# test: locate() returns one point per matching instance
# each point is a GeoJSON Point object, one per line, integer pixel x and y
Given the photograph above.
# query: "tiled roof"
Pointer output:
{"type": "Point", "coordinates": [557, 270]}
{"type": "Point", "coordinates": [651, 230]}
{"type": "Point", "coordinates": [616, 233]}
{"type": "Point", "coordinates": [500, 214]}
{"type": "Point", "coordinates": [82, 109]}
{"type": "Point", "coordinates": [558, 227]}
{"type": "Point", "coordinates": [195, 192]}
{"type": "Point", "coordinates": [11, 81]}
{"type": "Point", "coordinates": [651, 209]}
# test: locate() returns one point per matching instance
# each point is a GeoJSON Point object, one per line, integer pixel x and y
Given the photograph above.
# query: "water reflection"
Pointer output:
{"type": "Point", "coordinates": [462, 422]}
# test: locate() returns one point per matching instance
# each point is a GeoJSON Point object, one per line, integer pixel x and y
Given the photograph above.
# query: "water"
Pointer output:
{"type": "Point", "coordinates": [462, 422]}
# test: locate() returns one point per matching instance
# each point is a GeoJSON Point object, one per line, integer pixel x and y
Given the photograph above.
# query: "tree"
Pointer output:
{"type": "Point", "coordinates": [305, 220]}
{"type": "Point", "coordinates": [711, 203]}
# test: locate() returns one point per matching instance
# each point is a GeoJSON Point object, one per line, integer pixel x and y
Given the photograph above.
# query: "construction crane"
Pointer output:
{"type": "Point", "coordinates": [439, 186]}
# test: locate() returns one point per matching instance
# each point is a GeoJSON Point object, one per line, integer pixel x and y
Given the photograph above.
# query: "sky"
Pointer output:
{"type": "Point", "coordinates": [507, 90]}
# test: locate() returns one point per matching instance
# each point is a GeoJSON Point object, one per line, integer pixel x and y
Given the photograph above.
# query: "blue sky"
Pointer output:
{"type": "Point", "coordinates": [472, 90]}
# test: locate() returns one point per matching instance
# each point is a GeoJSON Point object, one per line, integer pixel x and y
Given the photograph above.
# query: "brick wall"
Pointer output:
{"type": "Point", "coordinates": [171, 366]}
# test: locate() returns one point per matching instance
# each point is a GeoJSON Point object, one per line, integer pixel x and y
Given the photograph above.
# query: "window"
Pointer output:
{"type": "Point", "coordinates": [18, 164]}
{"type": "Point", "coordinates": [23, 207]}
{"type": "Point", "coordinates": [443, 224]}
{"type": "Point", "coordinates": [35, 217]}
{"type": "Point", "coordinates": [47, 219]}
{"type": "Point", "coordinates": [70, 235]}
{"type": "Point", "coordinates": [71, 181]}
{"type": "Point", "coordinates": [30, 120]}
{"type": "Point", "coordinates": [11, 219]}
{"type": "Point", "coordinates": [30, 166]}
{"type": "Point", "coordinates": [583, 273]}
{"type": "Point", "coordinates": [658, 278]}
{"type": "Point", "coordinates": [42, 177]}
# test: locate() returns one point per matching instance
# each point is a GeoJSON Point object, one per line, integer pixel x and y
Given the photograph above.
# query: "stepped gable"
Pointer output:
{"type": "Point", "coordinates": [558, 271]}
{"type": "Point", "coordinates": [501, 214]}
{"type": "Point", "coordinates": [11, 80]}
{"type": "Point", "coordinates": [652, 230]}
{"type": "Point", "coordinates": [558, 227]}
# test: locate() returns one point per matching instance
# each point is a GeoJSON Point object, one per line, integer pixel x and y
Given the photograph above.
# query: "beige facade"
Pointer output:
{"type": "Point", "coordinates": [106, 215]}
________________
Task directions. Transcribe the whole listing with nothing added or left out.

The solution.
# test: locate() returns one point per matching instance
# each point is a GeoJSON Point object, one per line, integer pixel x and y
Given the photograph above.
# query: "tiled roof"
Pointer output:
{"type": "Point", "coordinates": [557, 270]}
{"type": "Point", "coordinates": [651, 230]}
{"type": "Point", "coordinates": [616, 233]}
{"type": "Point", "coordinates": [500, 214]}
{"type": "Point", "coordinates": [82, 109]}
{"type": "Point", "coordinates": [558, 227]}
{"type": "Point", "coordinates": [195, 192]}
{"type": "Point", "coordinates": [11, 81]}
{"type": "Point", "coordinates": [651, 209]}
# test: locate() returns one point per matching instance
# each point is a GeoJSON Point object, one per line, integer pixel x and y
Given the photograph above.
# query: "water reflection"
Pointer output:
{"type": "Point", "coordinates": [462, 422]}
# test: locate() returns one point per matching instance
# each point is a GeoJSON Point object, one per line, integer pixel x and y
Given the photograph above.
# query: "water"
Pointer output:
{"type": "Point", "coordinates": [462, 422]}
# test: locate() returns one point per matching instance
# each point is a GeoJSON Point object, one per line, integer pixel x and y
Given the photograph above.
# query: "tree"
Pointer output:
{"type": "Point", "coordinates": [305, 220]}
{"type": "Point", "coordinates": [711, 203]}
# test: locate() returns one point per matching instance
# each point is a GeoJSON Point object, one per line, integer pixel x and y
Given the photograph above.
# query: "construction crane"
Pointer output:
{"type": "Point", "coordinates": [439, 186]}
# test: locate() returns one point per matching instance
# each point is a GeoJSON Point object, one per line, integer pixel x and y
Given the photograph above.
# query: "sky"
Pointer output:
{"type": "Point", "coordinates": [507, 90]}
# test: locate() returns one point per matching instance
# each point is a GeoJSON Point object, one per line, integer pixel x and y
Given the photograph above.
# query: "blue sky"
Pointer output:
{"type": "Point", "coordinates": [472, 90]}
# test: locate() returns one point per matching instance
# each point is a GeoJSON Point object, one per line, integer pixel x and y
Given the photograph above.
# query: "brick wall"
Pointer output:
{"type": "Point", "coordinates": [171, 366]}
# test: locate() returns one point per matching instance
# each point is a GeoJSON Point object, one per line, integer pixel x and y
Given the photograph above.
# query: "window"
Pointer output:
{"type": "Point", "coordinates": [18, 164]}
{"type": "Point", "coordinates": [23, 207]}
{"type": "Point", "coordinates": [443, 224]}
{"type": "Point", "coordinates": [35, 217]}
{"type": "Point", "coordinates": [47, 219]}
{"type": "Point", "coordinates": [70, 235]}
{"type": "Point", "coordinates": [71, 181]}
{"type": "Point", "coordinates": [30, 120]}
{"type": "Point", "coordinates": [11, 219]}
{"type": "Point", "coordinates": [30, 166]}
{"type": "Point", "coordinates": [583, 273]}
{"type": "Point", "coordinates": [658, 278]}
{"type": "Point", "coordinates": [42, 177]}
# test: locate() returns one point per matching instance
# each point is a GeoJSON Point object, one per line, integer pixel x and y
Given the photograph above.
# query: "stepped gable"
Pointer output:
{"type": "Point", "coordinates": [558, 271]}
{"type": "Point", "coordinates": [501, 214]}
{"type": "Point", "coordinates": [11, 80]}
{"type": "Point", "coordinates": [652, 230]}
{"type": "Point", "coordinates": [558, 227]}
# test: locate() returns one point per matching instance
# each point is a GeoJSON Point object, one per line, integer pixel x and y
Given the photograph above.
# query: "beige facade"
Pointer output:
{"type": "Point", "coordinates": [106, 215]}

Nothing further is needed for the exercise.